> [Instructions to follow] Filter these entries, keeping only lines that hold the word "positive".

> [Supplied data]
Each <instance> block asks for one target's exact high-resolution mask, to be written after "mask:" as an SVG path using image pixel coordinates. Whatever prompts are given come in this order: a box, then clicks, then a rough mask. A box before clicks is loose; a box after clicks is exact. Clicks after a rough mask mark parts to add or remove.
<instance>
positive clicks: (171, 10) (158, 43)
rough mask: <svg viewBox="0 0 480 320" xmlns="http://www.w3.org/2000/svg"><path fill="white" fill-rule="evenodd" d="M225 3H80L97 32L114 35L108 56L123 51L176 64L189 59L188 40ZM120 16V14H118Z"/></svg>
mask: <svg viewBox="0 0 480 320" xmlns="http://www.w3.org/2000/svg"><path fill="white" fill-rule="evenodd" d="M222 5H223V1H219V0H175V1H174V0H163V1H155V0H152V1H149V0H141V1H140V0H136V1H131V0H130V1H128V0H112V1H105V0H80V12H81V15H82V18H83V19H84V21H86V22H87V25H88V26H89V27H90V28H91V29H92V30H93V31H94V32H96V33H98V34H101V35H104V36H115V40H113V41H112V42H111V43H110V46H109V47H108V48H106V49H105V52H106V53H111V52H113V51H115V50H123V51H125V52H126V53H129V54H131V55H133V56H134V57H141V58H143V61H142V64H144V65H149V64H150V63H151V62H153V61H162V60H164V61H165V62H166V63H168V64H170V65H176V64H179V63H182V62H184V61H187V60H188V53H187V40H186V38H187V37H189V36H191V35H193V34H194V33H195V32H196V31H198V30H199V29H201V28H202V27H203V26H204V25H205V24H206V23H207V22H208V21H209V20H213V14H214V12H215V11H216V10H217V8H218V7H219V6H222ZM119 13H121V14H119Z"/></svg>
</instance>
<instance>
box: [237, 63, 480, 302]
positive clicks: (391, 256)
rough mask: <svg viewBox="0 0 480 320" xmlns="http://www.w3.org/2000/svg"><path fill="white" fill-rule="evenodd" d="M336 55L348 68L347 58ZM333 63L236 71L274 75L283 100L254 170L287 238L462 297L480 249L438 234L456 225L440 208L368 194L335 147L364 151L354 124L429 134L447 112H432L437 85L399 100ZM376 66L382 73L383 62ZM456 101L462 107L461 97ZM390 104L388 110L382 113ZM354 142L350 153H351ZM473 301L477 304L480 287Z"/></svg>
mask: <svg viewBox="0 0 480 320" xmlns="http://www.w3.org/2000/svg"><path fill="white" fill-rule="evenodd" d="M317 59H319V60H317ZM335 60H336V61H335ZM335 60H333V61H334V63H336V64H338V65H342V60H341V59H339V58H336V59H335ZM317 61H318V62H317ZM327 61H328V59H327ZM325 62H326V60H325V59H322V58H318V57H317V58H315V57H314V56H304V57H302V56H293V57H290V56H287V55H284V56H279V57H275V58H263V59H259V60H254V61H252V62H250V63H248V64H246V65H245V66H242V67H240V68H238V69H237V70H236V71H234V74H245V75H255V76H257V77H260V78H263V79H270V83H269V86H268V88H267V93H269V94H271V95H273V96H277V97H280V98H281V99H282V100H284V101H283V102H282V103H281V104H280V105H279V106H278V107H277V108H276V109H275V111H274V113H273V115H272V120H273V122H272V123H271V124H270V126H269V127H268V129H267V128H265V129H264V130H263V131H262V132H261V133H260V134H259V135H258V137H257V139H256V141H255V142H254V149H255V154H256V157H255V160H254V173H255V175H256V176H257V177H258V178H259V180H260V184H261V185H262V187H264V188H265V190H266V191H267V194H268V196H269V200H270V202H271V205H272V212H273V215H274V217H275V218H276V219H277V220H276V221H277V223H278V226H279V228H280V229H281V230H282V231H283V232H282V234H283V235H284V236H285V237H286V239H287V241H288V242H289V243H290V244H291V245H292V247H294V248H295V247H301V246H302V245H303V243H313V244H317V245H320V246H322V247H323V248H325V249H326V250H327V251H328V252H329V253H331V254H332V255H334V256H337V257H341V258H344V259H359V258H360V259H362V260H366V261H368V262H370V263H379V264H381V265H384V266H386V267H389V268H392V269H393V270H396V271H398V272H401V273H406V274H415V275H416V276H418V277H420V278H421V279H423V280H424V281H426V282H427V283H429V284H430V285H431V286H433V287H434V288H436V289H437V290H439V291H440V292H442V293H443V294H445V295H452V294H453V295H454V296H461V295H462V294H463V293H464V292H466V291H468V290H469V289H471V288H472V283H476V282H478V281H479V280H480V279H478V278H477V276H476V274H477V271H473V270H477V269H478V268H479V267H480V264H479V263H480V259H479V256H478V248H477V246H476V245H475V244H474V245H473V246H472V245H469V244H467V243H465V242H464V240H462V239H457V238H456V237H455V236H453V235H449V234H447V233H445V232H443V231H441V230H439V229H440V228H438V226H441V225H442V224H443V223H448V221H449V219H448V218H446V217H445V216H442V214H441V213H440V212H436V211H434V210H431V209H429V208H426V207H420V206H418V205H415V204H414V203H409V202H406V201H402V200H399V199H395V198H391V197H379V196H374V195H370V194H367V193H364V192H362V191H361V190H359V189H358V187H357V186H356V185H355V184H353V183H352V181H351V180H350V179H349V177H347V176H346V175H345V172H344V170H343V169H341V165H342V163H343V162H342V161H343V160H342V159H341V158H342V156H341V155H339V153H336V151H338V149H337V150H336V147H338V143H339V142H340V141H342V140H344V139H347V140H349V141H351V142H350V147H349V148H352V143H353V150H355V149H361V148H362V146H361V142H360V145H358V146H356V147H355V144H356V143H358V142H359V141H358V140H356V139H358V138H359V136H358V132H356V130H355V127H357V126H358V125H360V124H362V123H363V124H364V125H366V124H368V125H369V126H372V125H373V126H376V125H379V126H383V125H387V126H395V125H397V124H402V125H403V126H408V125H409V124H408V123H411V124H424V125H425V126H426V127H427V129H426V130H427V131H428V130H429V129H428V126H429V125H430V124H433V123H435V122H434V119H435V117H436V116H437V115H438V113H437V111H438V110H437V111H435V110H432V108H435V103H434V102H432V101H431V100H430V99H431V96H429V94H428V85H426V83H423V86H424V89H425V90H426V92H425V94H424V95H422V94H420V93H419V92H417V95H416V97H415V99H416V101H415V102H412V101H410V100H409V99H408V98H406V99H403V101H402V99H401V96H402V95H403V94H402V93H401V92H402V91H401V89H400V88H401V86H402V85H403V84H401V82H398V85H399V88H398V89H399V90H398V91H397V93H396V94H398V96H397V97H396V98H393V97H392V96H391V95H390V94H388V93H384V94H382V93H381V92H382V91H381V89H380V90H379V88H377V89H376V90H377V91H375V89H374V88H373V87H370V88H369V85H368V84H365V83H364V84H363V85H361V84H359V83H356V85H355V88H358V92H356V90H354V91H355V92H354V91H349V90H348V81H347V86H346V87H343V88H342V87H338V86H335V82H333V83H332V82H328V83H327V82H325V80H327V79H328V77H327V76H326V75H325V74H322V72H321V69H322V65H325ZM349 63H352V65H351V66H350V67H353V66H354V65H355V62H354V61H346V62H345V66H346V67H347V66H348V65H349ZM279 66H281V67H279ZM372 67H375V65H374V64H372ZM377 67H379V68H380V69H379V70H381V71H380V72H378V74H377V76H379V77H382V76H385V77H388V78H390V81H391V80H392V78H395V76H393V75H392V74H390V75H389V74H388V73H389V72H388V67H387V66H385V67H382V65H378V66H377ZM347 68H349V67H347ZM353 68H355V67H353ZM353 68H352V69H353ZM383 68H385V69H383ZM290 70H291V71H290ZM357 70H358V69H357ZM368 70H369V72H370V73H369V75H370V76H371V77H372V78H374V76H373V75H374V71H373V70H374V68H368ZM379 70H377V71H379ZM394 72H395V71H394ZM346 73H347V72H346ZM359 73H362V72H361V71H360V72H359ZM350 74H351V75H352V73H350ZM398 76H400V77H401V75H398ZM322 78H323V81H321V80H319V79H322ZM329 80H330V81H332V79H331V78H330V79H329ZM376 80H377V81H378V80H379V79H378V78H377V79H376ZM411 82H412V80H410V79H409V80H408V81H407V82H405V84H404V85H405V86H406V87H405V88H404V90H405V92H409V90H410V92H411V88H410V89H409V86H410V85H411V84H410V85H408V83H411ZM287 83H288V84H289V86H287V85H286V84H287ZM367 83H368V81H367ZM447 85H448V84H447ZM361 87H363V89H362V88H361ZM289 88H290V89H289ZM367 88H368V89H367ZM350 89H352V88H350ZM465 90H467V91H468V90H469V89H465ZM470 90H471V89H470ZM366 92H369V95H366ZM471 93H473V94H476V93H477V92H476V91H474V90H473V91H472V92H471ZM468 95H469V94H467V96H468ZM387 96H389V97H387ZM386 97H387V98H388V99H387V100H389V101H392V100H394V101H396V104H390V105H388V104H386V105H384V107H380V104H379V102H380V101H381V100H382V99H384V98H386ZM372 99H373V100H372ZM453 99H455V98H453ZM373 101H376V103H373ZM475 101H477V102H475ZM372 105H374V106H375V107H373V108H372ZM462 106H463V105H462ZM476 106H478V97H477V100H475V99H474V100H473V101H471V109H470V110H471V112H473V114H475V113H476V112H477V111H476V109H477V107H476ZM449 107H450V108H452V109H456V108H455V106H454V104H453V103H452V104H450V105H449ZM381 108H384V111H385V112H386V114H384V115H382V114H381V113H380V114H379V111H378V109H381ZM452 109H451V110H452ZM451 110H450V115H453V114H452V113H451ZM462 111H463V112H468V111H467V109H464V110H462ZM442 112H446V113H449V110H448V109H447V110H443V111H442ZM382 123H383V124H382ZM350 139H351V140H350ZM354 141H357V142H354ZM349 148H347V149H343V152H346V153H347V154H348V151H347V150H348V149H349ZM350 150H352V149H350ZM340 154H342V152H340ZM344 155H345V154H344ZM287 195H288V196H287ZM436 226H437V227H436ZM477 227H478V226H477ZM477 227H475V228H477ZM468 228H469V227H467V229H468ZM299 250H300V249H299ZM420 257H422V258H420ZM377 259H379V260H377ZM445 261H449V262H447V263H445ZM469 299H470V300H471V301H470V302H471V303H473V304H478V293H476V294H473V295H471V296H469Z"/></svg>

> [Exercise response]
positive clicks: (171, 10) (158, 43)
positive clicks: (391, 256)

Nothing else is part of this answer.